## MATERIAL FOR THIS EXERCISE

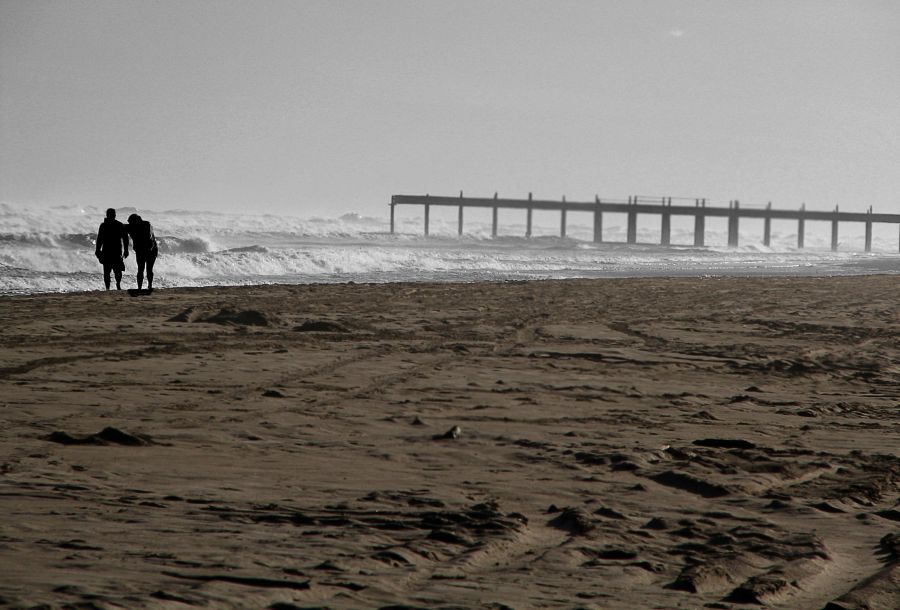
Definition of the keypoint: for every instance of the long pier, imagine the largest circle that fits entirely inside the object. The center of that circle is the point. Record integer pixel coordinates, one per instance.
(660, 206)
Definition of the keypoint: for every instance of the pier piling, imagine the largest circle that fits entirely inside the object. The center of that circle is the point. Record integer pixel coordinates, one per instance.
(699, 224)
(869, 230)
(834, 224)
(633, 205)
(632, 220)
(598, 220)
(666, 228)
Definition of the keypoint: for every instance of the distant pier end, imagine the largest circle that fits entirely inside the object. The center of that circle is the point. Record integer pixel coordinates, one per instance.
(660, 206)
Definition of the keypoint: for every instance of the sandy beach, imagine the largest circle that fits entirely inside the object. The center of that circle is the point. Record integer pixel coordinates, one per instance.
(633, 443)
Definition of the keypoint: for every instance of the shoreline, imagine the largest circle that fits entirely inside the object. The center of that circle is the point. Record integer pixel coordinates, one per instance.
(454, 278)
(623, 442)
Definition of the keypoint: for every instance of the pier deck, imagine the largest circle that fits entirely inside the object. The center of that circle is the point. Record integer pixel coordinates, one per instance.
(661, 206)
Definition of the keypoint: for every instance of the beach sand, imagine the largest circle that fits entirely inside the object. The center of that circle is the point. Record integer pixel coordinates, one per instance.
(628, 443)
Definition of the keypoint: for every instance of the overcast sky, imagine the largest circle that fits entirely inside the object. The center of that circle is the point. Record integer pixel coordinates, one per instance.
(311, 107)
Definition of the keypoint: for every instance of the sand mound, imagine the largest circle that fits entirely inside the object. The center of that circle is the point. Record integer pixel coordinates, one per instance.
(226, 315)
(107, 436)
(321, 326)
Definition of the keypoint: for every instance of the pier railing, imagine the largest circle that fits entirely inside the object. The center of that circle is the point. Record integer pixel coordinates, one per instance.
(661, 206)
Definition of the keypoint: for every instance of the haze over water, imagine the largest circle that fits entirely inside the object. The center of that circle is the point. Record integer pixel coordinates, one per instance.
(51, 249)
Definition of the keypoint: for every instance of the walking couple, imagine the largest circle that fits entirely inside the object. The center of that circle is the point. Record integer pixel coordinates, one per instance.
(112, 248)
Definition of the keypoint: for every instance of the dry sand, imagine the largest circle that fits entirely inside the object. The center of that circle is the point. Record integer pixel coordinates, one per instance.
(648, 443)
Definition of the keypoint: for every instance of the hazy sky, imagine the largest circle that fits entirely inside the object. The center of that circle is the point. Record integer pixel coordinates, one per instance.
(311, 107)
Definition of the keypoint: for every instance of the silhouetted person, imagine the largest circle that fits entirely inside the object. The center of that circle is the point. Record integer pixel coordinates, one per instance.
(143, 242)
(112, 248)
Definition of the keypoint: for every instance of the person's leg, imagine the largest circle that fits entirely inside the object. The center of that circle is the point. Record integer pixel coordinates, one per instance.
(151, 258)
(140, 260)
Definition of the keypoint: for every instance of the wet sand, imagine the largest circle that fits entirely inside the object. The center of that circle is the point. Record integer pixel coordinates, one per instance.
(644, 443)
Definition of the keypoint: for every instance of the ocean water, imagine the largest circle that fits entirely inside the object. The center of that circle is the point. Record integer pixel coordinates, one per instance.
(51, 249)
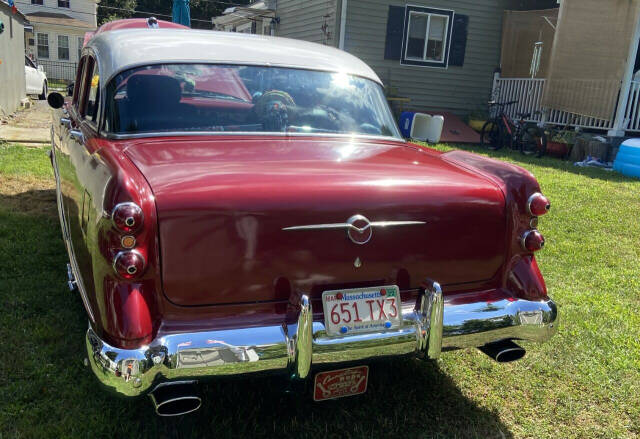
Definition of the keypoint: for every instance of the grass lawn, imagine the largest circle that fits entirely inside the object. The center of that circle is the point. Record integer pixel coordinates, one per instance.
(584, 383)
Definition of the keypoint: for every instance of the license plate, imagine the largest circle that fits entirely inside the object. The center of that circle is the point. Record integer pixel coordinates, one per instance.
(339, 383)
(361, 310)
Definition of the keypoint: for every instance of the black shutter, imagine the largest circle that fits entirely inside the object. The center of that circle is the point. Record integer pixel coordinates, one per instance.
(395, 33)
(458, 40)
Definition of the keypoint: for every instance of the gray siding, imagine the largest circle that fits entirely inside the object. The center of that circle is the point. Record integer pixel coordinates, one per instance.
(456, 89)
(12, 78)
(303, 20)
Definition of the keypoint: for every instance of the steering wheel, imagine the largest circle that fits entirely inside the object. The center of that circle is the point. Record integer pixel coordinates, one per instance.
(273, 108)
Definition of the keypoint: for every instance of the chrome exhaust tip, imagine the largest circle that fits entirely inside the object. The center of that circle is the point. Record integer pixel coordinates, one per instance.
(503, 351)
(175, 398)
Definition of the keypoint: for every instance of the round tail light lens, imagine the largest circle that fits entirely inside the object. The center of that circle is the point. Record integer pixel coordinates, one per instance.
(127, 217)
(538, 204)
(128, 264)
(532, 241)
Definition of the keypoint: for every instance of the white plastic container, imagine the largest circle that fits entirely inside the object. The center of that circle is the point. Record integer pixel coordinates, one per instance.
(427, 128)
...
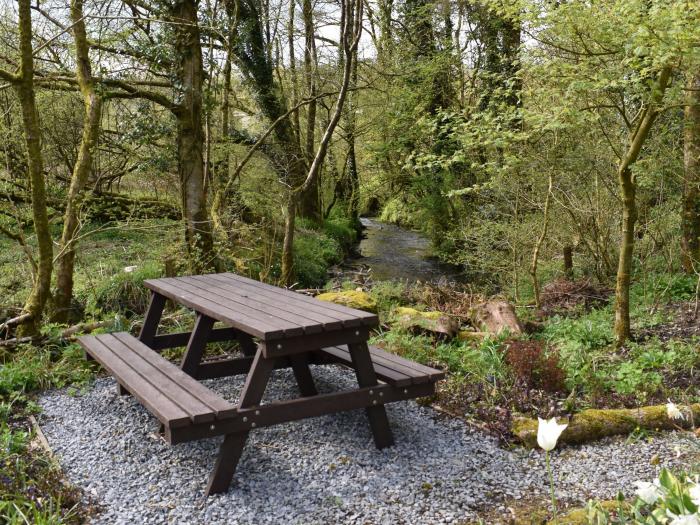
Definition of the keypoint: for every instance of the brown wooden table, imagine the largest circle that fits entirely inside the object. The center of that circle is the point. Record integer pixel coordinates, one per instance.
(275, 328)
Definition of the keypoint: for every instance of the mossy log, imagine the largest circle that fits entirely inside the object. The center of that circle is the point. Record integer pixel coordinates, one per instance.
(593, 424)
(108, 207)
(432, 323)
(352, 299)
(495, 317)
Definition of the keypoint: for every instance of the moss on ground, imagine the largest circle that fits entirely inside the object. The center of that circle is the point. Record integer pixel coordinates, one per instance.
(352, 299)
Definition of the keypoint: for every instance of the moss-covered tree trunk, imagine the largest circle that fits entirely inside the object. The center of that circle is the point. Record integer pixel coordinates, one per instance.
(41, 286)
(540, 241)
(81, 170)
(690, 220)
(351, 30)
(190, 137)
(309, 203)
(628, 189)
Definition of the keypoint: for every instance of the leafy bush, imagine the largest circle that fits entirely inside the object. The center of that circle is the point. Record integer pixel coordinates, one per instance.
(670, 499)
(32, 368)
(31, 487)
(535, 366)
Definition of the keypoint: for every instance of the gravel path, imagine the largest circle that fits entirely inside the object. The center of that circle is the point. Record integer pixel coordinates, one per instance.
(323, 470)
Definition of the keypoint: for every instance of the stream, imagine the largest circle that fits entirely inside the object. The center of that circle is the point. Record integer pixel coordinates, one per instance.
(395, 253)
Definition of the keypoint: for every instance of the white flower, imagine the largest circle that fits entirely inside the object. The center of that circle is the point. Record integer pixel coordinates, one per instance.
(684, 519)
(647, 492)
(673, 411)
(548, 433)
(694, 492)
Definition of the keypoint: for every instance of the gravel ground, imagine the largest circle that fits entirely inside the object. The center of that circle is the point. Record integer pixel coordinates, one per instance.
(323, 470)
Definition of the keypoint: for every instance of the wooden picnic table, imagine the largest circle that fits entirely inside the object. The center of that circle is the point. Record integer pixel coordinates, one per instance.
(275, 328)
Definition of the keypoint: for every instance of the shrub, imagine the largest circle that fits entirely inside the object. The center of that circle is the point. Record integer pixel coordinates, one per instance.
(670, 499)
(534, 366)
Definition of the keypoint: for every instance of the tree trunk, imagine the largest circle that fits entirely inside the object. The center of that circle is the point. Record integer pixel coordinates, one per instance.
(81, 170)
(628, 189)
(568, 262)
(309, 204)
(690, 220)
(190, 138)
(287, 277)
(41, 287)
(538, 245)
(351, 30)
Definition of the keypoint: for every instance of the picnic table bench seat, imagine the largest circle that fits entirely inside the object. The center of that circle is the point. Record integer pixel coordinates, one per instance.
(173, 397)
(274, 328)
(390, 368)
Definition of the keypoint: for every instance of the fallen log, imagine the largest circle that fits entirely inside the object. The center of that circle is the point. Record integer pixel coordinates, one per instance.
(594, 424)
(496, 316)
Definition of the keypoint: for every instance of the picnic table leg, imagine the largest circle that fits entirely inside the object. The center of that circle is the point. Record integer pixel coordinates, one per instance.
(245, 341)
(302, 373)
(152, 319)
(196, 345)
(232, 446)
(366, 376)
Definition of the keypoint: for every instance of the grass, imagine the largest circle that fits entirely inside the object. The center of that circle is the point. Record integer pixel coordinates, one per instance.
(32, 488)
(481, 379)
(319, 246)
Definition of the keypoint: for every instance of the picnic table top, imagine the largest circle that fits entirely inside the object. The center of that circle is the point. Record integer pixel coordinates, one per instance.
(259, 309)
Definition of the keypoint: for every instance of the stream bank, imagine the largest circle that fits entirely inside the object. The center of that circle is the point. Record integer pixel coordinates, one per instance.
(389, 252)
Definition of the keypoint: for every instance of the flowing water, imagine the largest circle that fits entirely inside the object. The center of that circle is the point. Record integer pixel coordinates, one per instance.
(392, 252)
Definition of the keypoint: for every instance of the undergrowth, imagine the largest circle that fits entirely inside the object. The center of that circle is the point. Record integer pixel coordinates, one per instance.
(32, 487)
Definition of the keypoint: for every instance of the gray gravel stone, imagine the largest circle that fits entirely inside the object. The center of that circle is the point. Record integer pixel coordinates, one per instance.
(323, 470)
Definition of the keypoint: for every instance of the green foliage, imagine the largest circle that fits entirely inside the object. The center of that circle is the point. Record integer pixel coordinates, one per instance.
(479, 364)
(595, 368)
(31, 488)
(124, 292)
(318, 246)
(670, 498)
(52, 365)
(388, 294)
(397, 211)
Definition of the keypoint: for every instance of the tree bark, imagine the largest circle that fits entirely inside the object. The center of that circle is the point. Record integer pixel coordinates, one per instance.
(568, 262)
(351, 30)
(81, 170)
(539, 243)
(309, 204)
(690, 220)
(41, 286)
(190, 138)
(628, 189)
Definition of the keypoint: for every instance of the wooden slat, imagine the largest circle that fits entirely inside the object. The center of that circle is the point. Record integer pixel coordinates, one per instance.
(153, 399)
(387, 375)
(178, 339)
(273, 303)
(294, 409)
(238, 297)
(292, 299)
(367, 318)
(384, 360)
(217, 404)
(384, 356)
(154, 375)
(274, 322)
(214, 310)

## PROBLEM
How many lines of the records above contain the string "wooden"? Treat uppercase and lowercase as different, and reply with the number only.

## ANSWER FOR THE TASK
3